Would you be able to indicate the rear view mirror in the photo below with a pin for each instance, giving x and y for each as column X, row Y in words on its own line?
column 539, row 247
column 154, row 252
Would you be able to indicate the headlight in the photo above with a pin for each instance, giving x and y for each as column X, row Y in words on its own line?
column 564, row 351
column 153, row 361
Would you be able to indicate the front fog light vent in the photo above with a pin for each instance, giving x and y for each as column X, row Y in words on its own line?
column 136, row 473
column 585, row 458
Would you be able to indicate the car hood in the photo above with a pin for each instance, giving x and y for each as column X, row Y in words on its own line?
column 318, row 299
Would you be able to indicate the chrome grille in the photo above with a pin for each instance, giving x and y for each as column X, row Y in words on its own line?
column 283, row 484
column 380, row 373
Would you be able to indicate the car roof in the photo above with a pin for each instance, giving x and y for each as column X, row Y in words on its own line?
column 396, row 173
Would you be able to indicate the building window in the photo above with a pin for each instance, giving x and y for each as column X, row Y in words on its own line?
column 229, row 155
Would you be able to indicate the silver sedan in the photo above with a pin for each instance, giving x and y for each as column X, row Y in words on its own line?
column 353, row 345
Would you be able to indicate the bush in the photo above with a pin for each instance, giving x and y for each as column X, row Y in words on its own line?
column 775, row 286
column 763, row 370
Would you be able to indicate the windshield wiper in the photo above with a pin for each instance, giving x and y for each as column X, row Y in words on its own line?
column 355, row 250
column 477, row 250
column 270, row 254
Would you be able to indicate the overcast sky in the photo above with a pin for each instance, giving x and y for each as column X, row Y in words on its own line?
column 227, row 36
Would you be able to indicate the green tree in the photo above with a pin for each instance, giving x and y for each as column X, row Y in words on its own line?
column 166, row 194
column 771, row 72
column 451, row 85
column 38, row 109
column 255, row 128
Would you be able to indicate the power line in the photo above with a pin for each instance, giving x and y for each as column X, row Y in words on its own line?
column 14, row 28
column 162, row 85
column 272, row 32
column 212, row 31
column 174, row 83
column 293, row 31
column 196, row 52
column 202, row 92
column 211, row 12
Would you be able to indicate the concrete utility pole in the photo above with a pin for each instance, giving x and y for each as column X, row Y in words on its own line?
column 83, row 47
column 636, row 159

━━━━━━━━━━

## What this task involves
Set down each entry again, unchanged.

## Result of this task
Would you be able to indicate the rear view mirror in the photo below with a pin for each instance, giving x and y for each as column X, row Y in words on its own line?
column 539, row 247
column 154, row 252
Would you be able to indicate the headlight in the photo above with a pin for each instance, giving x and y for each as column X, row Y in words on its own line?
column 564, row 351
column 153, row 361
Would you be able to indicate the front fog light vent in the photo above with a pin for each instance, giving x and y for each as column X, row Y in words on its own line?
column 136, row 473
column 585, row 458
Would you be able to indicate the car hood in the photo above with a pin for each instance, giving x and y for each as column X, row Y in words on its own line?
column 318, row 299
Would you be able to indicate the chrome grille in the photo above with a pin for each instance, giving x and y for each as column X, row Y in words on its own line?
column 283, row 484
column 380, row 373
Would you be able to indicate the car roof in the photo above with a pin for each instance, giving x and y for each as column X, row Y in words on its own line?
column 396, row 173
Would you be able to indicate the building window in the photo above with a pin for each instance, giving x and y for each as column X, row Y in words on its own line?
column 229, row 155
Would you be able to indicate the silver sedan in the photo above with a pin for each instance, giving x and y for each as column X, row Y in words on its own line?
column 353, row 345
Would you be able to indicate the bush in the photo above with a pin for each instance, giving x and y for each as column X, row Y in words on its own line?
column 775, row 286
column 763, row 370
Would you be able to indicate the windshield wiper in the photo above with a pin for each instance, giving x and y for each as column X, row Y in words on its own line?
column 355, row 250
column 477, row 250
column 270, row 254
Would you be able to indicate the overcast sky in the photo above with a pin for each instance, giving x and y for each as column X, row Y in words on its own line?
column 227, row 36
Would you be able to indicate the green tree in the photo above with a pin for each instance, giving x and y for each as column X, row Y in words on its own line?
column 166, row 194
column 771, row 72
column 451, row 85
column 38, row 109
column 255, row 128
Would you be able to indicate the power line in the photo above with a pin for each instance, giving x and y for each as column X, row Y in words on its own line?
column 14, row 28
column 162, row 85
column 272, row 32
column 212, row 31
column 174, row 83
column 293, row 31
column 196, row 52
column 202, row 92
column 211, row 12
Would you be able to indicate the concrete utility pole in the photo above with a pin for each instance, giving x and y for each as column X, row Y in words on its own line?
column 83, row 47
column 636, row 159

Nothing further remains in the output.